* **SET EXERCISE**
Transcribe each line exactly.

Entries from a point annotation set:
>> begin

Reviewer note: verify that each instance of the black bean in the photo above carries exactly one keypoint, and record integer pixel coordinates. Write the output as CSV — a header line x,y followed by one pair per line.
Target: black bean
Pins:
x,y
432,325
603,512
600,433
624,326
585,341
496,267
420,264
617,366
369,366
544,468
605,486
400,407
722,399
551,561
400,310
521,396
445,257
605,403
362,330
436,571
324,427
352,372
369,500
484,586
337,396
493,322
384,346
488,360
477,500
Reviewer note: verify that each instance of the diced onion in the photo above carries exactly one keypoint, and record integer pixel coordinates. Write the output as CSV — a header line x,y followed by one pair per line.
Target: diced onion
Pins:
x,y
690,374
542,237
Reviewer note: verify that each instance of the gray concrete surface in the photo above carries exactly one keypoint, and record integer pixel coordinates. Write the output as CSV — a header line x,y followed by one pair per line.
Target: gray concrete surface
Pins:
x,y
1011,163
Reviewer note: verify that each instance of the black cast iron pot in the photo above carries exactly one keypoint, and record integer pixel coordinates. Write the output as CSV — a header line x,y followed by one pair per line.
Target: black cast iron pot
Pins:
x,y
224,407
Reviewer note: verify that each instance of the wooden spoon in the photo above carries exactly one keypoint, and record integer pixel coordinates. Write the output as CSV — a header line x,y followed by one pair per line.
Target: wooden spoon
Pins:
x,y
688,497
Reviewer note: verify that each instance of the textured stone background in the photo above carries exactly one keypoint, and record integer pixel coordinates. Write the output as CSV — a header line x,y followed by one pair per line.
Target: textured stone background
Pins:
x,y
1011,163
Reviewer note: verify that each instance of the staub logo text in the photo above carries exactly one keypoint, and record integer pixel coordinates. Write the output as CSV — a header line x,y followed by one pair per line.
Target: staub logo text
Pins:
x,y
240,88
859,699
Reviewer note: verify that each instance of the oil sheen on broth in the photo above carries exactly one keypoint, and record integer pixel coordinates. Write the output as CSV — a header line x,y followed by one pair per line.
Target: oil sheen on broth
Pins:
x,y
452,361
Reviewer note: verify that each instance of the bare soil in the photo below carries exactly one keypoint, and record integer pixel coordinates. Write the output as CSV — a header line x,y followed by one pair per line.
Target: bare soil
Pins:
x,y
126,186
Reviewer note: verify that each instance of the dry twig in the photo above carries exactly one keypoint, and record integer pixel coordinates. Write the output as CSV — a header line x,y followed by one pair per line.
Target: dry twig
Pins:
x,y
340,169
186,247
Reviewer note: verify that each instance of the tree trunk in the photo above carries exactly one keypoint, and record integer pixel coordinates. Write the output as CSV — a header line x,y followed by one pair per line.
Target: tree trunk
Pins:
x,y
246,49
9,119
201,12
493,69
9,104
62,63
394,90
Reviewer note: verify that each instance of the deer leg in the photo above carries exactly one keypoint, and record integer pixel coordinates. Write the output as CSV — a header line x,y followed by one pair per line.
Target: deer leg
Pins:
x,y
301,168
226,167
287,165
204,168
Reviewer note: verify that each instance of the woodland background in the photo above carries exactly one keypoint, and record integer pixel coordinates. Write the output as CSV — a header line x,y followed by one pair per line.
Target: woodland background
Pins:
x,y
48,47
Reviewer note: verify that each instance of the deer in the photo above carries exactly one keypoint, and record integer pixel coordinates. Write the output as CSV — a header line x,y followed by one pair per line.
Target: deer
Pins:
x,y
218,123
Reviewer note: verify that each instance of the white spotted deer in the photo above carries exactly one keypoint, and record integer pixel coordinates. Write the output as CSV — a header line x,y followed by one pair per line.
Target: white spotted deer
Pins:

>> end

* **EXPECTED ANSWER**
Reviewer note: verify that each instance of the black bean in the photo above carries exactly one keypoint, and record integer pixel coordinates. Write the output as CSV — a header line x,y followed by one pair per line.
Target: black bean
Pins:
x,y
432,325
603,512
600,433
624,326
585,341
496,267
420,264
617,366
369,366
544,468
605,486
400,407
722,399
551,561
400,310
521,396
445,257
605,403
362,330
436,571
324,427
352,372
369,500
484,586
337,396
493,322
384,346
488,360
477,500
Reviewer note: verify that each instance of the diced onion in the photo above carries exactly one keypoint, and record integer pixel coordinates. Write the output as CSV — a header line x,y followed by one pair per line.
Target: diced onion
Pins:
x,y
690,374
542,237
Reviewer note: verify that each instance of the gray concrete surface in the photo above carries exactly one keypoint, and record integer pixel coordinates. Write the output as CSV — a header line x,y followed by one pair per line.
Target: gray concrete surface
Pins:
x,y
1011,163
Reviewer note: verify that each instance of the black cast iron pot in the photo above carries exactly one keypoint, and record integer pixel coordinates. Write the output as CSV — a header line x,y followed by one pair per line.
Target: black cast iron pot
Pins:
x,y
224,407
Reviewer note: verify that each instance of the wooden spoon in the photo above carries exactly one keypoint, and record integer pixel coordinates. Write the output as CSV — a header line x,y followed by one pair per line.
Target: wooden spoon
Pins:
x,y
688,497
Reviewer note: verify that each instance of the textured stone background in the photo above carries exactly one keypoint, and record integer pixel coordinates. Write the output as CSV — a header line x,y followed by one pair per line.
Target: textured stone background
Pins:
x,y
1011,163
Reviewer note: verify that each instance of the staub logo text in the photo above carries exactly one keypoint, and record integer pixel coordinates. Write the output as CSV — a header line x,y followed by one pair per line.
Target: staub logo text
Pins:
x,y
240,88
859,699
Reviewer note: verify that each instance of the oil sheen on broth in the photo above carries exactly one keypoint, and record integer pixel coordinates. Write the output as CSV — a header line x,y followed by one pair per line.
Target: oil sheen on broth
Pins:
x,y
452,361
Reviewer note: verify that each instance of the bare soil in the photo below carries exactly one keypoint, and record integer pixel coordinates. Write the output as CSV — a header line x,y followed by one pair per line.
Target: bare soil
Pins:
x,y
126,186
Reviewer note: verify that each instance of the dry twig in the photo above carries exactly one keypoint, and record integer pixel coordinates. Write the output as CSV — a header line x,y followed by one pair per line.
Target: dry twig
Pins:
x,y
340,169
186,247
Reviewer note: verify that each instance of the tree trunk in the photo above carries exactly one keypoint, and record integer pixel coordinates. Write the output as CSV — a header line x,y followed by one pair per line.
Target: tree trunk
Pins:
x,y
246,49
9,119
201,12
493,69
9,104
62,63
394,90
Reviewer note: verify that each instance of the deer leg in the photo above carries exactly one keypoint, and record integer pixel coordinates. Write the output as CSV — a header line x,y followed by one pair per line.
Target: deer leg
Pins:
x,y
301,168
226,167
287,165
204,168
Reviewer note: verify that each instance of the woodland background in the photo above carries exactly one keypoint, and record integer pixel coordinates. Write the output as CSV — a header line x,y followed by one pair per line.
Target: woodland background
Pins:
x,y
48,47
Reviewer note: verify that each instance of the deer in the photo above carries exactly one keypoint, and record integer pixel coordinates. Write the output as CSV — a header line x,y followed by one pair per line.
Target: deer
Pins:
x,y
218,123
Reviewer note: verify that each instance of the white spotted deer in the photo above carries exactly one keypoint, and record integer pixel coordinates. Write the output as CSV — a header line x,y followed by one pair per line.
Target: white spotted deer
Pins:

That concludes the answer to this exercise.